== LA CONSIGNE ==
Reprenez, s'il vous plaît, le texte sur la révision de la Directive Eaux de Baignade et poursuivez-le à partir de sa dernière phrase.

== TEXTE FOURNI ==
Une révision qui se fait attendre
Comme indiqué dans le rapport publié par l’Agence Européenne de l’Environnement, la révision de la Directive Eaux de Baignade s’inscrit dans le contexte plus large du Pacte vert européen et de son Plan d’Action Zéro Pollution qui appelle à un environnement exempt de substances toxiques pour les citoyens. Plusieurs initiatives ont été lancées dans ce cadre afin d’adapter la législation européenne sur l’eau aux besoins sociétaux actuels et à la problématique des substances émergentes comme la révision des listes des polluants chimiques pour les eaux de surface et souterraines ainsi que celle de la Directive relative au traitement des eaux résiduaires urbaines sur lesquelles Surfrider Foundation Europe s’est aussi positionné. Contrastant avec ces avancées, la révision de la Directive sur la qualité des eaux de baignade stagne. Si la refonte de ces deux textes bénéficiera indirectement à la mise en œuvre de la Directive, il reste urgent de s’attaquer aux exigences relatives à la surveillance et la classification de nos eaux de baignades et récréatives.

== EXTRAIT DE DONNÉES ==
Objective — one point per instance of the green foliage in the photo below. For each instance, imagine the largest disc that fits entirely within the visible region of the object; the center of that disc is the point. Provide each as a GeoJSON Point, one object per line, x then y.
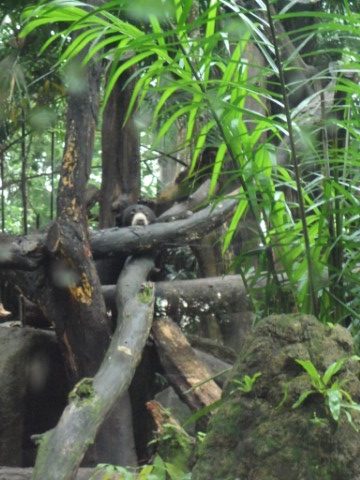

== RÉSULTAT DE L'EXERCICE ==
Alors que la Commission européenne s’était engagée d’ici à 2023 à évaluer le besoin de prendre en compte de nouveau paramètres pour mesurer la qualité des eaux de baignade, il a finalement été annoncé il y a quelques mois qu’une proposition de révision ne verrait finalement pas le jour avant les élections européennes de 2024 (voir notre réaction ici).
“Avec le Pacte vert et le Plan d’Action Zéro Pollution, la Commission avait fait le choix d’une politique ambitieuse. Il est frustrant de voir que certains de ces engagements ne seront pas tenus à temps et accusent un retard qui ne cesse de croître. Il est urgent d’œuvrer pour une nouvelle Directive forte et protectrice de la santé de l’Océan et de celle des européens” déclare Lucille Labayle.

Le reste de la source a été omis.